WHAT THIS EXERCISE ASKS
(A) Quote the stretch of the Miss Marx review from "(Dir. Susanna Nicchiarelli, 2019)" through "(London: Bloomsbury, 2014).".
(B) List every person named in the Miss Marx review.
(C) Proceed with the Miss Marx review from where it stops.

EXTRACT
Film review of Miss Marx

(Dir. Susanna Nicchiarelli, 2019)

by Don Longo

Tolstoy says somewhere that happy families have no history; if that’s true the Marx family is a rich source of historical reflection, marked as it was by struggle, poverty and tragedy. A recent film, Miss Marx, on the life of Karl Marx’s youngest daughter, Eleanor (1855-1898), offers a story of both rebellion and heartbreak. The film broadly follows the events and perspectives in a biography published by Rachel Holmes, Eleanor Marx (London: Bloomsbury, 2014).

RECORD SET
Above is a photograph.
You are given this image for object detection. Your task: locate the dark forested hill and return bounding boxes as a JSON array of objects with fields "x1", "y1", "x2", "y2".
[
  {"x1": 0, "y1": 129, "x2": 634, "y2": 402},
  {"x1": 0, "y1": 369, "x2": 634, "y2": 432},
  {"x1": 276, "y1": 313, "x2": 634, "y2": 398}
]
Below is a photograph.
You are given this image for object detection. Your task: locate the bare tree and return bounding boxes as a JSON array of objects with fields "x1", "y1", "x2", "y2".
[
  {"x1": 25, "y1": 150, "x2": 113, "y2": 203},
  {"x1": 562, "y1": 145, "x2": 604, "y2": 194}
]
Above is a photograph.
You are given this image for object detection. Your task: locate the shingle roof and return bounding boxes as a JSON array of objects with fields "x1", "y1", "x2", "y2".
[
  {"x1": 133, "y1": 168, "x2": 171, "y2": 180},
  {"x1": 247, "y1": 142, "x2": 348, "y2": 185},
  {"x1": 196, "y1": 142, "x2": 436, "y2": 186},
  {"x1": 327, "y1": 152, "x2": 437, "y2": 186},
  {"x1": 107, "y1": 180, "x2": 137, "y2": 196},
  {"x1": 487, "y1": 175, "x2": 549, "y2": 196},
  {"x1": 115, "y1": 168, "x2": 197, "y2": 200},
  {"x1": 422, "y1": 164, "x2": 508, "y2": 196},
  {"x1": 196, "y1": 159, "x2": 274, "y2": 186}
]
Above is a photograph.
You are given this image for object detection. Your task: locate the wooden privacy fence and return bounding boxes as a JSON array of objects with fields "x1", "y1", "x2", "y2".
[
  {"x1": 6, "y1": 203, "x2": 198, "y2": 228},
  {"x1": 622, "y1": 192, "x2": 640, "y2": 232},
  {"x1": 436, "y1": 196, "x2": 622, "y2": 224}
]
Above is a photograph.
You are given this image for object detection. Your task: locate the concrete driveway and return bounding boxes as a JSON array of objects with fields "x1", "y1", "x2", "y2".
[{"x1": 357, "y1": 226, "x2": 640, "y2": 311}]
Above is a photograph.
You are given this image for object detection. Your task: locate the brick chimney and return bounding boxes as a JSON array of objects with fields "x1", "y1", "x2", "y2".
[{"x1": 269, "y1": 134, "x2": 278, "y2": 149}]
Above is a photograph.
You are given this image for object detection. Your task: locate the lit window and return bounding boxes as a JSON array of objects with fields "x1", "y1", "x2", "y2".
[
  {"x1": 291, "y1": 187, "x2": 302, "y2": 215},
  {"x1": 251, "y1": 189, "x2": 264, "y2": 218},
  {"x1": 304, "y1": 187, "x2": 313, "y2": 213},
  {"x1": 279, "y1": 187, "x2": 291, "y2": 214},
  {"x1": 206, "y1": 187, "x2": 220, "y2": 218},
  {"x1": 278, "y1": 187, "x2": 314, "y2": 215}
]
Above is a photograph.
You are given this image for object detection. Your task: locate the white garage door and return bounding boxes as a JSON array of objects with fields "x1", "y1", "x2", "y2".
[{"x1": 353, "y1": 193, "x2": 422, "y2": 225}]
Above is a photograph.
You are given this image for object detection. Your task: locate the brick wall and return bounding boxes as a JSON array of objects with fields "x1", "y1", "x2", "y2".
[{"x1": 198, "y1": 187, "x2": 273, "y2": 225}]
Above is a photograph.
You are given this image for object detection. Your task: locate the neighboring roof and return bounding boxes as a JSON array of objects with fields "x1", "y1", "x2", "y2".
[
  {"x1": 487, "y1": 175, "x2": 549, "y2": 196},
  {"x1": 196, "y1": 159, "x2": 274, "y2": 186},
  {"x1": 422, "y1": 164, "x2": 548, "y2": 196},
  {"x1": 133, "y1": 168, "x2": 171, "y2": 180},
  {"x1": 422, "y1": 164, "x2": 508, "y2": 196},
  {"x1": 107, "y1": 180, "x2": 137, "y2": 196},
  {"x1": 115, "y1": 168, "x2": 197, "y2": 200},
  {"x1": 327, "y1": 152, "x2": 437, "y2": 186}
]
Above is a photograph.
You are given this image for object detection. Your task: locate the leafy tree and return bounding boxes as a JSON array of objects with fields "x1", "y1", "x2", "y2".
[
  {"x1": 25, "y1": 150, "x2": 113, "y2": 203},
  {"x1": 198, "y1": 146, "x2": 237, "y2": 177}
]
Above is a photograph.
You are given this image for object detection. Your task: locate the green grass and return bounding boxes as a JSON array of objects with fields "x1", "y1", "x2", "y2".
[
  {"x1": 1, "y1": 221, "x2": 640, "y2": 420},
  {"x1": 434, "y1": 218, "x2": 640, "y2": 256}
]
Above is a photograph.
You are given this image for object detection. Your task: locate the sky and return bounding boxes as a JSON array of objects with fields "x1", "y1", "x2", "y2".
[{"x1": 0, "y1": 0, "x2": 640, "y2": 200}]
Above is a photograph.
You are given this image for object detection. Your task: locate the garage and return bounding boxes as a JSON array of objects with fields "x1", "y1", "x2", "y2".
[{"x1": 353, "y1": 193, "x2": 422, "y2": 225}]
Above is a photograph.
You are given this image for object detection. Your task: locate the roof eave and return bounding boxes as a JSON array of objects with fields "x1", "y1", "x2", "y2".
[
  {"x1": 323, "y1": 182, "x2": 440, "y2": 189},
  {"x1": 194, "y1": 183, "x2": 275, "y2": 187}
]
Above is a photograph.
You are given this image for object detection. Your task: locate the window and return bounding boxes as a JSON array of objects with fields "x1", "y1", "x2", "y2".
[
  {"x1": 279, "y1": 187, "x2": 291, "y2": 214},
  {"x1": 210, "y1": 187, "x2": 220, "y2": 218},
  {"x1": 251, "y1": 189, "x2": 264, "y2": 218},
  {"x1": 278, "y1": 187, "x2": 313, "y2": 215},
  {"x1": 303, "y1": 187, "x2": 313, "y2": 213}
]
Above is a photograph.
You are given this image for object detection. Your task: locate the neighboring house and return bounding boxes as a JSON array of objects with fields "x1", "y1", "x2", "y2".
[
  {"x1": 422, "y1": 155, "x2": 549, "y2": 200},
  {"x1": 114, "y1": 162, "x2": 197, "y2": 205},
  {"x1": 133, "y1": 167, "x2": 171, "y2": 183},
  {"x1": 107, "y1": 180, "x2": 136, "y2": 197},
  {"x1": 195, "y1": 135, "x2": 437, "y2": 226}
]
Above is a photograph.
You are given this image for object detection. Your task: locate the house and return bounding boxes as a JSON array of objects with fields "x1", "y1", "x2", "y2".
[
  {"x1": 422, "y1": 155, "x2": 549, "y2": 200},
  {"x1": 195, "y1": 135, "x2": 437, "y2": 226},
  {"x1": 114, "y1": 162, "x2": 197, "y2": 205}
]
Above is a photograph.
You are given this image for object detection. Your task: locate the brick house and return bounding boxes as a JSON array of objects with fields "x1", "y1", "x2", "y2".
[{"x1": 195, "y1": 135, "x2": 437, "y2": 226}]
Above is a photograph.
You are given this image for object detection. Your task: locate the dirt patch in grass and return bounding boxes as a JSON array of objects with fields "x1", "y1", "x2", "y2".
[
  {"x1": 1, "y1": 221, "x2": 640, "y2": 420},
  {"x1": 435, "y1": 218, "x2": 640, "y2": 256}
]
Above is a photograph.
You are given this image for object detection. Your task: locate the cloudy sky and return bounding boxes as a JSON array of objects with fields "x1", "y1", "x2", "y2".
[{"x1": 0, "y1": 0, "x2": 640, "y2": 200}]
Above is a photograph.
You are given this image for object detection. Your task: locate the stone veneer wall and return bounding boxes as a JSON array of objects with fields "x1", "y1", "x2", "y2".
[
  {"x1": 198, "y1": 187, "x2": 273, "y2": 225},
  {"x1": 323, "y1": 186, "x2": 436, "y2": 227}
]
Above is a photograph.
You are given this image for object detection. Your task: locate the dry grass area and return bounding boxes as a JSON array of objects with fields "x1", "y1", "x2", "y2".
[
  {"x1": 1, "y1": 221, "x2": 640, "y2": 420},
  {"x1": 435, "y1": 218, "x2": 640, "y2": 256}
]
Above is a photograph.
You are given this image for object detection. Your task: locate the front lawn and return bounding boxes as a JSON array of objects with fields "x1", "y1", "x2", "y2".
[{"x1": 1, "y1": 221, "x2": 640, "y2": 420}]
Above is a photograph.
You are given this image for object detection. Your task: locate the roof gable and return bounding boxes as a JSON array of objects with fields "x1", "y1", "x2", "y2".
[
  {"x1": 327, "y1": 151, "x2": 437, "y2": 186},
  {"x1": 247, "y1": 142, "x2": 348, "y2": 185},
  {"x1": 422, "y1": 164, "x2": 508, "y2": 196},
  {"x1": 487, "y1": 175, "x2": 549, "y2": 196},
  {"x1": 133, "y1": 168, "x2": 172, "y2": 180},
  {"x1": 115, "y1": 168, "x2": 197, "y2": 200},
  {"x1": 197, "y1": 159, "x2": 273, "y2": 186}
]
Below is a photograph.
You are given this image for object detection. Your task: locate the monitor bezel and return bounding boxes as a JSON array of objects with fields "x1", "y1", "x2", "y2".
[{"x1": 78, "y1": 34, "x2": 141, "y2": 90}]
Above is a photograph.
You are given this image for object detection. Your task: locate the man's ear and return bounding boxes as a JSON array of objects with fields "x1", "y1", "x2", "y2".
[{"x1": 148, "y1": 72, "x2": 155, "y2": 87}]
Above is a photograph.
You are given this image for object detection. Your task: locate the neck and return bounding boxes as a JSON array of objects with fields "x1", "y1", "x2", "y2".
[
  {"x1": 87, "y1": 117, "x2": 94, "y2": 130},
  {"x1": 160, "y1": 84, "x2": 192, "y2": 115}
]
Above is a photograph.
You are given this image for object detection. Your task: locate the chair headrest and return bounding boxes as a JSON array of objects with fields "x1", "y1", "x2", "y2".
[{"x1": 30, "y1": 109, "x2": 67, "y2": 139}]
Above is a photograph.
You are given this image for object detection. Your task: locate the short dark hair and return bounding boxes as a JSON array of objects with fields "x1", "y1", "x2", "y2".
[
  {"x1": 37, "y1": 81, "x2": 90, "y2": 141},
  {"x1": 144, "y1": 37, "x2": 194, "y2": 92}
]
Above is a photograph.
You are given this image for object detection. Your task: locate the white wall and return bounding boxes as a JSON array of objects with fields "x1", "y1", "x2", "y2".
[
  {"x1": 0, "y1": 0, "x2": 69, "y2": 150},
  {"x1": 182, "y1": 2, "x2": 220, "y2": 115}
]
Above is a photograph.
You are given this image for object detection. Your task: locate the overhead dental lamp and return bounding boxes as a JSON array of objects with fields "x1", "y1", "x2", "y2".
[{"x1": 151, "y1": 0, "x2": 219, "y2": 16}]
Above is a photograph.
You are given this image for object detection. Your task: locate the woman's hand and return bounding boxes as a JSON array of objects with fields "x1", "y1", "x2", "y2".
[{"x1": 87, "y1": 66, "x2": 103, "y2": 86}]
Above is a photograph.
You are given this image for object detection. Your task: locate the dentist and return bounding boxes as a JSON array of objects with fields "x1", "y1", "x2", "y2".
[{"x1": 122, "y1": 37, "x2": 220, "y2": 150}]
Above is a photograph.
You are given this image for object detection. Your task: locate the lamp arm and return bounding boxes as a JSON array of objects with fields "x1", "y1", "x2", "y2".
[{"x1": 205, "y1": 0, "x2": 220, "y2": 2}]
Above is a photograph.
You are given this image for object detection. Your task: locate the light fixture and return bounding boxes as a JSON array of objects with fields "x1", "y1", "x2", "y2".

OUTPUTS BY TASK
(A)
(Dir. Susanna Nicchiarelli, 2019)

by Don Longo

Tolstoy says somewhere that happy families have no history; if that’s true the Marx family is a rich source of historical reflection, marked as it was by struggle, poverty and tragedy. A recent film, Miss Marx, on the life of Karl Marx’s youngest daughter, Eleanor (1855-1898), offers a story of both rebellion and heartbreak. The film broadly follows the events and perspectives in a biography published by Rachel Holmes, Eleanor Marx (London: Bloomsbury, 2014).

(B) Susanna Nicchiarelli, Don Longo, Tolstoy, Karl Marx, Eleanor Marx, Rachel Holmes

(C)
Miss Marx (1h 47min) is an important addition to the drama of the Marx family. It is the fourth film directed by Italian Susanna Nicchiarelli (b. 1975). It had its world premiere at the Venice film festival in 2020 where it obtained the FEDIC (Federazione Italiana dei Cineclub) award for Best Film – not the most coveted prize, but a respectable award nonetheless. The film is in English even though it was funded by Italian and Belgian investors, probably to get maximum exposure in the Anglosphere. It was shown as part of Adelaide’s British Film Festival hosted by Palace films in November-December 2021. It was only shown twice and attracted a modest number of viewers. It is an important film in an environment where cinemas and Netflix saturate the market with mindless Marvel and escapist drivel or, worse, movies and TV series with reactionary ideologies that promote crude nationalisms under the guise of history. But that’s another story.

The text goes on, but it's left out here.